PROBLEM STATEMENT
Each record beneath this line is to be copied exactly.
DATASET CONTENT Block Start
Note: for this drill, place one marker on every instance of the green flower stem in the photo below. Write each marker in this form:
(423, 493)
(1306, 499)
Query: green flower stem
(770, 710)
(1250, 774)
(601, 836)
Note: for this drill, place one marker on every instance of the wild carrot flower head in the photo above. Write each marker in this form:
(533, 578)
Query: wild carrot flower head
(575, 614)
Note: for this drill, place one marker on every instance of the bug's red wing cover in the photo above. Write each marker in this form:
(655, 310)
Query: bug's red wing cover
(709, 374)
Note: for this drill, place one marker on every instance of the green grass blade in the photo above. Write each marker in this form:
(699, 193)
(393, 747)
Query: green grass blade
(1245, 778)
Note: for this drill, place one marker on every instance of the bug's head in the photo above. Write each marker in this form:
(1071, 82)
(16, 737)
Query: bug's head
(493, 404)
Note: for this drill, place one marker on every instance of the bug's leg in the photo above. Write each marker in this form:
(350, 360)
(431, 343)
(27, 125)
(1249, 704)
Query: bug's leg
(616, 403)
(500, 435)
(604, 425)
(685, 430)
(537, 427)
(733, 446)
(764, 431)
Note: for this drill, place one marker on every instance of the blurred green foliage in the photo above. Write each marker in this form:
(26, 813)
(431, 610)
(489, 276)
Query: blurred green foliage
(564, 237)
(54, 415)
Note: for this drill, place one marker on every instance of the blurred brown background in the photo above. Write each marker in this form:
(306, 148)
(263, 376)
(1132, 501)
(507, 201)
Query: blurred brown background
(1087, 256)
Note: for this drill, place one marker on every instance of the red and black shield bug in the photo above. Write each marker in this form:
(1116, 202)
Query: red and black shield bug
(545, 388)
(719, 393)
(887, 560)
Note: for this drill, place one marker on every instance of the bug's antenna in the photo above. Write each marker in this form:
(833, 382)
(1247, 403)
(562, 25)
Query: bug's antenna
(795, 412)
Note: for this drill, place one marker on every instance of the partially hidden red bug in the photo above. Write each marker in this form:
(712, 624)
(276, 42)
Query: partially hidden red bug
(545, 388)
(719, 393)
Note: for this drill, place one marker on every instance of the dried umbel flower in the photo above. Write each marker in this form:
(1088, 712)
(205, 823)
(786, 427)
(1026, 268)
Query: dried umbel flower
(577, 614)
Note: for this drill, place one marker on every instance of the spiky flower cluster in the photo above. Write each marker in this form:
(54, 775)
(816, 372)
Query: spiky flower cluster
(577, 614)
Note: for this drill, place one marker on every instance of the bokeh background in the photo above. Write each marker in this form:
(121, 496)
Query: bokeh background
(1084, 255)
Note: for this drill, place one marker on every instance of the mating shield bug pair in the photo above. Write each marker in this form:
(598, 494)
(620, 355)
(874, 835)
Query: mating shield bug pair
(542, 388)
DATASET CONTENT Block End
ANSWER TO THE EXERCISE
Note: for this drill, place one marker on every instance of the green flower stem in the photo below. Write each marker in this form:
(423, 493)
(1306, 499)
Query: green flower stem
(770, 710)
(1250, 774)
(601, 836)
Note: for this drill, place one marker on every instance of the wild carrot flower head in the photo above. Write each marker in this form:
(533, 578)
Query: wild carrot flower head
(575, 614)
Note: for this drill, place one marker on every instance of the bug's red wing cover in the photo above. Write each marker in this form:
(655, 310)
Query: bug's red wing cover
(709, 374)
Note: for this drill, place one marker on every instance of the green grass blade in the photo above. Write each marker in this form:
(699, 193)
(393, 747)
Query: green grass blade
(1245, 778)
Note: for this drill, place one marker on every instance of the bug's head in the photo above. Write each marker in this form:
(1071, 82)
(16, 737)
Query: bug's head
(493, 404)
Note: for this drill, place one marker on every instance of the bug's leg in the photo above. Write each marker in this form:
(350, 360)
(431, 343)
(27, 125)
(1249, 704)
Query: bug's leg
(616, 403)
(500, 435)
(604, 425)
(685, 430)
(537, 427)
(733, 446)
(764, 431)
Note: for this drill, place one marker on every instance of the blurred green foliage in the photo above. Write each marker in this form:
(26, 813)
(431, 610)
(489, 276)
Query: blurred green foliage
(564, 237)
(54, 415)
Note: for this drill, place one marker on every instance of the blurred brown background in the photo above. Write each marker in this form:
(306, 148)
(263, 376)
(1132, 501)
(507, 201)
Query: blurred brown background
(1087, 256)
Note: for this drill, place one marker on every instance of the red and black shield bug in the photo above. Write each marker in this form:
(1116, 202)
Query: red and black shield bug
(545, 388)
(719, 393)
(887, 560)
Note: for this drill, place one marker on every instance of the bug's antenna in the photo above. Write each marker in this form:
(833, 382)
(1247, 403)
(562, 25)
Query: bug's antenna
(795, 412)
Note: for this drill, place one marker on every instance of the partially hidden red bug in the photo above. Write each marker in this form:
(712, 624)
(276, 42)
Query: partially hidden red bug
(545, 388)
(719, 393)
Note: for this drill, place one marker on every instance of the dried umbel flower in the photo above. Write each marker in this form:
(1088, 712)
(205, 823)
(786, 427)
(1026, 268)
Query: dried umbel flower
(577, 614)
Note: for this drill, place one marker on every instance of the spiky flower cluster in the photo above. Write each marker in this form:
(54, 775)
(816, 372)
Query: spiky flower cluster
(577, 614)
Note: for this drill, place one marker on every instance of the bokeh background in the photo above. Write each marker in this form:
(121, 496)
Query: bokeh background
(1084, 255)
Note: for this drill, place one marker on every instance of the mating shield bug pair in the photo above. Write each marker in this form:
(598, 494)
(620, 355)
(874, 835)
Query: mating shield bug pair
(542, 388)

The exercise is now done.